Source data

____

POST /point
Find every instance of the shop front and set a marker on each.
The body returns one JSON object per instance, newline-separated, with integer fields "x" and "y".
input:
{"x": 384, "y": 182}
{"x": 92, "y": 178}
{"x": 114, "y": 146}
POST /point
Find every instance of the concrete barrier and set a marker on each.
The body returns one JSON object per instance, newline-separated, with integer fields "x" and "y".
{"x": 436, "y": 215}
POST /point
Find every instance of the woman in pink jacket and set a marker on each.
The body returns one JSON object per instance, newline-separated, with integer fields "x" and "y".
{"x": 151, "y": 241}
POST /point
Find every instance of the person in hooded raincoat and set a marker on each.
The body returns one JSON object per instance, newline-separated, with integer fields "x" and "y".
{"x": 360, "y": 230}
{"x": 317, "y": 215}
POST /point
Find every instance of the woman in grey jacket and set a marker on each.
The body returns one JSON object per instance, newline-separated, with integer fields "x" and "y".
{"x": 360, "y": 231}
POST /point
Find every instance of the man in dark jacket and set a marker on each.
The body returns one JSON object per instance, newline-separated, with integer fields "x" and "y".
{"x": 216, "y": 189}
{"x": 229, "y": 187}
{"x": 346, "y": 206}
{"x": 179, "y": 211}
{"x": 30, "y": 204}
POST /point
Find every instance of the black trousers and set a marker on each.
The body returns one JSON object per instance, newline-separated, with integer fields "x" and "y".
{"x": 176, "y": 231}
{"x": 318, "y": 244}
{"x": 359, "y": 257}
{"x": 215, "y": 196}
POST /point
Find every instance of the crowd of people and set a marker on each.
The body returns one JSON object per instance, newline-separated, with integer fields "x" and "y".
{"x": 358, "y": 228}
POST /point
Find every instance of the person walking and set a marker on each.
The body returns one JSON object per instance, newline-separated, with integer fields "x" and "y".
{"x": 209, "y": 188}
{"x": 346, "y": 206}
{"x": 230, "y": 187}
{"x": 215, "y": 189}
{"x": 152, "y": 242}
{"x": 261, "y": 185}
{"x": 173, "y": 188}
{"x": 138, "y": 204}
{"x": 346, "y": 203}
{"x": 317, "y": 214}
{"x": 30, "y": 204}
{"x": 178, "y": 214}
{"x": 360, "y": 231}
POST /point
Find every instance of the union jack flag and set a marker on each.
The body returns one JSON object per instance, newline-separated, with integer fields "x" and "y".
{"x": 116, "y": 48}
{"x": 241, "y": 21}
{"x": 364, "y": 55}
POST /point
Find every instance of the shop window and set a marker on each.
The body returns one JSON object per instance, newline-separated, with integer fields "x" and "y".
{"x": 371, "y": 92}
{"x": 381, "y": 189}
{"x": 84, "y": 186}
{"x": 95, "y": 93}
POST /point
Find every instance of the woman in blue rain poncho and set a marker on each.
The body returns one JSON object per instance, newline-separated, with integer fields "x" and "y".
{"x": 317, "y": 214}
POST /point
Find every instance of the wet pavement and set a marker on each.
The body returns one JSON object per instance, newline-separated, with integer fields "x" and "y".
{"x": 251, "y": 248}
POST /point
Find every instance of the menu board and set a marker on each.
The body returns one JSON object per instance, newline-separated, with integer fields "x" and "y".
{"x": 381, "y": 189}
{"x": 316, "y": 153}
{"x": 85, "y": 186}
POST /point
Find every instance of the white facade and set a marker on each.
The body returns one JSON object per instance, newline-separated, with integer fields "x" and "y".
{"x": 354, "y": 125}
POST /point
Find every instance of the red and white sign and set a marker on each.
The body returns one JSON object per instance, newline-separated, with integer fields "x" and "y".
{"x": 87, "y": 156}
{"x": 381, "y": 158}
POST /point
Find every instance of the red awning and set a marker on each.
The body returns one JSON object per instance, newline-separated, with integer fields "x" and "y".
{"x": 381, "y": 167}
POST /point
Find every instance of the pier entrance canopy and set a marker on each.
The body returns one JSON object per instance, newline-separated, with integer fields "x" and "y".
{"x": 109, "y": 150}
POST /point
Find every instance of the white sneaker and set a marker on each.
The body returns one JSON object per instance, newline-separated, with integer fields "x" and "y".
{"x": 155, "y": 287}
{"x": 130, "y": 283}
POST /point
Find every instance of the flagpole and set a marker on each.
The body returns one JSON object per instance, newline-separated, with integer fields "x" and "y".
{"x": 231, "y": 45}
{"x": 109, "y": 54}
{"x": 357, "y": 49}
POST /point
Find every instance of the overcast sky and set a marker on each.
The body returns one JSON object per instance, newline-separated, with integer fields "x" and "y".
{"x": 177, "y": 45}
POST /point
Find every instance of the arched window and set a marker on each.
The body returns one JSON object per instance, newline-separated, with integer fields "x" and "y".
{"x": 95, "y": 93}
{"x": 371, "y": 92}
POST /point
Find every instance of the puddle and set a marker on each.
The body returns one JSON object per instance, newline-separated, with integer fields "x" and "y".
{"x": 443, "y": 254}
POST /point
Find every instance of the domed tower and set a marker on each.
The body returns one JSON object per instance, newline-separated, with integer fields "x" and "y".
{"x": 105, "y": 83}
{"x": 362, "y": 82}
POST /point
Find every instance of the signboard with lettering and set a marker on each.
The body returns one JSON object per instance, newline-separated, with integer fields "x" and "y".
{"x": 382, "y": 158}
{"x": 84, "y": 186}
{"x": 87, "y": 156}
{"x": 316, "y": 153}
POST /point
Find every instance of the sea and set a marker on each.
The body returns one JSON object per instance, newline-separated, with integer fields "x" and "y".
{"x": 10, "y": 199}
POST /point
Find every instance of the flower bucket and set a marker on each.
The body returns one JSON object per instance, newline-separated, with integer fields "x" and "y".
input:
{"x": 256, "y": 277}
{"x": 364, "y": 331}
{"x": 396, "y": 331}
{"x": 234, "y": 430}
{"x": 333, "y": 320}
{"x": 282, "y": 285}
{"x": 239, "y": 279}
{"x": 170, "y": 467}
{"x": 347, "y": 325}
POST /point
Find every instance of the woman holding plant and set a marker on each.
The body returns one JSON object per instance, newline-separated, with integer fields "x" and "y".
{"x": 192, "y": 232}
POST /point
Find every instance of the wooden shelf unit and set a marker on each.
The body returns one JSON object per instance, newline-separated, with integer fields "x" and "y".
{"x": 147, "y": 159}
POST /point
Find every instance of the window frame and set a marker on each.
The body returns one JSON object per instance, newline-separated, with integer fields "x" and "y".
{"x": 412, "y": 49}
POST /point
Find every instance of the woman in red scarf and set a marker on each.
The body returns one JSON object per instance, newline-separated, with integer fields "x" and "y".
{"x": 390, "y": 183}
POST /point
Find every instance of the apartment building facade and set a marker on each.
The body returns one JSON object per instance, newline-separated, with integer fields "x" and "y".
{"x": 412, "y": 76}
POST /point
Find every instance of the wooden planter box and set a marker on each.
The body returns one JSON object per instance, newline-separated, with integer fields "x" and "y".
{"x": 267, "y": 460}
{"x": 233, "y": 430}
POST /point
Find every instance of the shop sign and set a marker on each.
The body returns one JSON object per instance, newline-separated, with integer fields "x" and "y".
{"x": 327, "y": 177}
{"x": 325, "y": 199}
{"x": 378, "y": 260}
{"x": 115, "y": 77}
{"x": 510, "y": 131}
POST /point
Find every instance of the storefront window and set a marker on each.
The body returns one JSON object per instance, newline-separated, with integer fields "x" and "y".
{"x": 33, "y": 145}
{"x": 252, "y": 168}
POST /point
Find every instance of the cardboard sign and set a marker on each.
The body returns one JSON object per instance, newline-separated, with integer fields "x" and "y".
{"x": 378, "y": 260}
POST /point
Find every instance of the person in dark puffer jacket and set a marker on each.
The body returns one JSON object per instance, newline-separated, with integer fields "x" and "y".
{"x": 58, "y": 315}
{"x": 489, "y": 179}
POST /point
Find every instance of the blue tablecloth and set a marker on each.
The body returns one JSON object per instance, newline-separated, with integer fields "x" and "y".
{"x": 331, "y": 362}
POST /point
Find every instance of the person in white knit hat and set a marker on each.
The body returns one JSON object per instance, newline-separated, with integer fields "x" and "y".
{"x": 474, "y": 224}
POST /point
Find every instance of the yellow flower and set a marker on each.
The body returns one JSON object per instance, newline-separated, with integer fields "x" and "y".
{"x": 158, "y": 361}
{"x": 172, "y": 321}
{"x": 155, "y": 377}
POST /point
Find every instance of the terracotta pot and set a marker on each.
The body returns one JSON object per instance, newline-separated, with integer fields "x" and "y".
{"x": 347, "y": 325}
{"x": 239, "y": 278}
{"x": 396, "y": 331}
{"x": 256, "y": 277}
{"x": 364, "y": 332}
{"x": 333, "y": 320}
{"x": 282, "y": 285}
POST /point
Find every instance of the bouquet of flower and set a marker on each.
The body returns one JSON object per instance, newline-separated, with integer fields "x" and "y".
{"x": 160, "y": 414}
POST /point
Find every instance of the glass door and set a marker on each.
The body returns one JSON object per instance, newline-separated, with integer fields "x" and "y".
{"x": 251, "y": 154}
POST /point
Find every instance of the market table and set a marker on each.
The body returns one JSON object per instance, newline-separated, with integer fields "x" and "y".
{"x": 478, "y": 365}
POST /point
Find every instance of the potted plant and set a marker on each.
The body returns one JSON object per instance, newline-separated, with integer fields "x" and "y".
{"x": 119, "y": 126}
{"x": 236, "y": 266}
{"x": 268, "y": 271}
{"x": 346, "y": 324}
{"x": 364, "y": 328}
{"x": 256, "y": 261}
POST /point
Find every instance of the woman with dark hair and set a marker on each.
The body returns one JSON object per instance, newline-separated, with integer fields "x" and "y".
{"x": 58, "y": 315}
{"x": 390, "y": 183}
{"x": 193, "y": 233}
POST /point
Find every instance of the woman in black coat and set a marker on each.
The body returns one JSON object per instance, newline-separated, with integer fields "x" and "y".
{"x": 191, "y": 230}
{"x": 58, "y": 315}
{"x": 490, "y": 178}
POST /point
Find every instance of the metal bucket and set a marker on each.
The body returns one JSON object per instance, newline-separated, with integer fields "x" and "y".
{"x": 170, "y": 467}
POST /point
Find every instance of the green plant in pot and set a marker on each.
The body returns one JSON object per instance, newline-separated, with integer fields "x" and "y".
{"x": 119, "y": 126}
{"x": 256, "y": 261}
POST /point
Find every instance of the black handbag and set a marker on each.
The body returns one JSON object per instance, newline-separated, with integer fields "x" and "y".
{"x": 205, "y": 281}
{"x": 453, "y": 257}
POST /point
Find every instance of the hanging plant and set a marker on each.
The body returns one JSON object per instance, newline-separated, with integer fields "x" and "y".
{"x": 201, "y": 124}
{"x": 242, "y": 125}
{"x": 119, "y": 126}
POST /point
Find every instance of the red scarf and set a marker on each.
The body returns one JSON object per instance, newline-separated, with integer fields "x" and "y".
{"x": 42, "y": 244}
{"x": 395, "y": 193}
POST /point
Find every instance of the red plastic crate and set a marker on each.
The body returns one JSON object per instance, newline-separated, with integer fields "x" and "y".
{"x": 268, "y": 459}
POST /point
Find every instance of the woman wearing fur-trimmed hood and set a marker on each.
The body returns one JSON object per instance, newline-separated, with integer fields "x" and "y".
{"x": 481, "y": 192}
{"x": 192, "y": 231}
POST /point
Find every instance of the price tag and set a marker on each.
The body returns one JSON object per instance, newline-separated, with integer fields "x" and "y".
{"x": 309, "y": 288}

____

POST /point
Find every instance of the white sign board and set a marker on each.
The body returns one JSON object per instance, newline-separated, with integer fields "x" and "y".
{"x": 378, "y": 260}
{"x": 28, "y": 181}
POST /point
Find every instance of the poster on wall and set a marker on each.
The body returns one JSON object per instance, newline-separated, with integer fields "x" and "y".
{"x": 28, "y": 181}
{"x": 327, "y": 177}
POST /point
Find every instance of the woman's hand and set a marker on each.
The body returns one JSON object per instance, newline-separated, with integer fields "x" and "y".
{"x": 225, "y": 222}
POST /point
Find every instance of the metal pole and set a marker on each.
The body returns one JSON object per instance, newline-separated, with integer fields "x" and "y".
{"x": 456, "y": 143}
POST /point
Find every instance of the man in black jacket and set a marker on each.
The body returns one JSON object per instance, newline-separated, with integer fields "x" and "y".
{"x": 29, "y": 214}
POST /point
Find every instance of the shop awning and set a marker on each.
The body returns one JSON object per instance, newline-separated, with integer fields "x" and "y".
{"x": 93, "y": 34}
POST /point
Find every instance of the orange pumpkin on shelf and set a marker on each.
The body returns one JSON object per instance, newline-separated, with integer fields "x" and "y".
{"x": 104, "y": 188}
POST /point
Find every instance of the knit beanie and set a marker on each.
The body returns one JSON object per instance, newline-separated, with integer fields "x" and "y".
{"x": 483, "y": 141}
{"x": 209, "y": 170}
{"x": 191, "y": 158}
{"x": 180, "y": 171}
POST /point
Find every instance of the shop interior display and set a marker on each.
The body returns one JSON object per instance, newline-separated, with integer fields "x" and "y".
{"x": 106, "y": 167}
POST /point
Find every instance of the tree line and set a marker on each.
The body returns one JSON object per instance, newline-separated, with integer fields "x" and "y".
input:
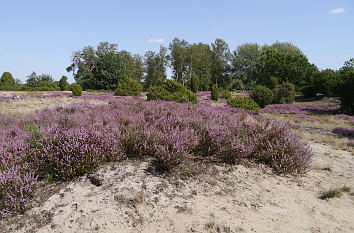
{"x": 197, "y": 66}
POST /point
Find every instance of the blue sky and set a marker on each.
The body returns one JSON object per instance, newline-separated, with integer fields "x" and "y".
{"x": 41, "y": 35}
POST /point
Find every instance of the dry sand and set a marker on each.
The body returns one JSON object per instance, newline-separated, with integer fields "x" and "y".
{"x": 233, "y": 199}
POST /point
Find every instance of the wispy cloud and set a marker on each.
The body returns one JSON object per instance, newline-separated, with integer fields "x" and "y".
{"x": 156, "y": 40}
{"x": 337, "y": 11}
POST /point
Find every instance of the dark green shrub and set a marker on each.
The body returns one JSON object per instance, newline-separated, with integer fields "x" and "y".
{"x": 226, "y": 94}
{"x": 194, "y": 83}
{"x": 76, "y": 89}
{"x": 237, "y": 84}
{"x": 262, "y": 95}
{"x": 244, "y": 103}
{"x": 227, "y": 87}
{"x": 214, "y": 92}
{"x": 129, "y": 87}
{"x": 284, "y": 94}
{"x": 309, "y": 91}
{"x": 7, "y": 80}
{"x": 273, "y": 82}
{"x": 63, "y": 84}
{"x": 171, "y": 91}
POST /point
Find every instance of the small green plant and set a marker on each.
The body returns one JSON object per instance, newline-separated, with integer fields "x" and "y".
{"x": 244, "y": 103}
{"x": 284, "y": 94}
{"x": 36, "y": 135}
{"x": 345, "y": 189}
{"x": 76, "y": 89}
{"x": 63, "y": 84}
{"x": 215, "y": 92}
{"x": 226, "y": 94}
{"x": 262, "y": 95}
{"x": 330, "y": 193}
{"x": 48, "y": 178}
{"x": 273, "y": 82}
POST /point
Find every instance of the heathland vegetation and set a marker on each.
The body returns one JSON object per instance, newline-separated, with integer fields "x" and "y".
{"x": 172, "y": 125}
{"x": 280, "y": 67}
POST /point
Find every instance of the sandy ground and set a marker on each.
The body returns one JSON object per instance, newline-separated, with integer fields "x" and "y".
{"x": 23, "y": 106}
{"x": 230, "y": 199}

____

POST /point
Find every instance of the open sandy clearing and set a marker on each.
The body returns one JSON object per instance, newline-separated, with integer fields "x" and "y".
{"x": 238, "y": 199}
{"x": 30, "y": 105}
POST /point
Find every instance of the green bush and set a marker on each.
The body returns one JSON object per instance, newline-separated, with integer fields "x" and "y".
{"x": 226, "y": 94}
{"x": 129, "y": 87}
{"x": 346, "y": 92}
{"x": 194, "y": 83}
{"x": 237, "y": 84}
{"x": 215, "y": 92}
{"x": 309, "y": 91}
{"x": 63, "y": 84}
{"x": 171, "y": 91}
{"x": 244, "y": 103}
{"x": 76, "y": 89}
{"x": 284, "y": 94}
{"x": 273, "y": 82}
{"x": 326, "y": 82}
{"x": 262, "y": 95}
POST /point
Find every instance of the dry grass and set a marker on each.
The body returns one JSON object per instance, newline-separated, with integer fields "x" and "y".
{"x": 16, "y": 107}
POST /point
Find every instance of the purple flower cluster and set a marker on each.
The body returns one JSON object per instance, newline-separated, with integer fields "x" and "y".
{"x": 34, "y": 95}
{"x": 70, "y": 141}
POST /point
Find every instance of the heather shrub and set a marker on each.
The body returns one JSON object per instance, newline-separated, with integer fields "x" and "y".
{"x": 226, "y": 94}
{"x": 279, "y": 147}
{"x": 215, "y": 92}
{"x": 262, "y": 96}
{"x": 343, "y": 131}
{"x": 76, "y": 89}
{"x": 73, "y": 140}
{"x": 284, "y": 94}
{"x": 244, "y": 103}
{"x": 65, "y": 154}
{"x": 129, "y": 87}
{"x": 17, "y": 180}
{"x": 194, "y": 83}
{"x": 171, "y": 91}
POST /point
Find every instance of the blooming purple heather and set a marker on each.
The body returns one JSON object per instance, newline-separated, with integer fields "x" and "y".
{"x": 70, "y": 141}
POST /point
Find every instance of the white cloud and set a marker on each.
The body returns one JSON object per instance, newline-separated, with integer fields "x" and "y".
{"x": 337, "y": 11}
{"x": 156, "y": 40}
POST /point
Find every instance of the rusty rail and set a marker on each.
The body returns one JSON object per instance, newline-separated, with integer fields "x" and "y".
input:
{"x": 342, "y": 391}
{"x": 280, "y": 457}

____

▶ **Directions**
Search the records for the word "scarf". Copy every line that has it.

▶ **Answer to this exercise**
Find every instance of the woman in red scarf and set a marker on each.
Find every instance of the red scarf and set a marker on each.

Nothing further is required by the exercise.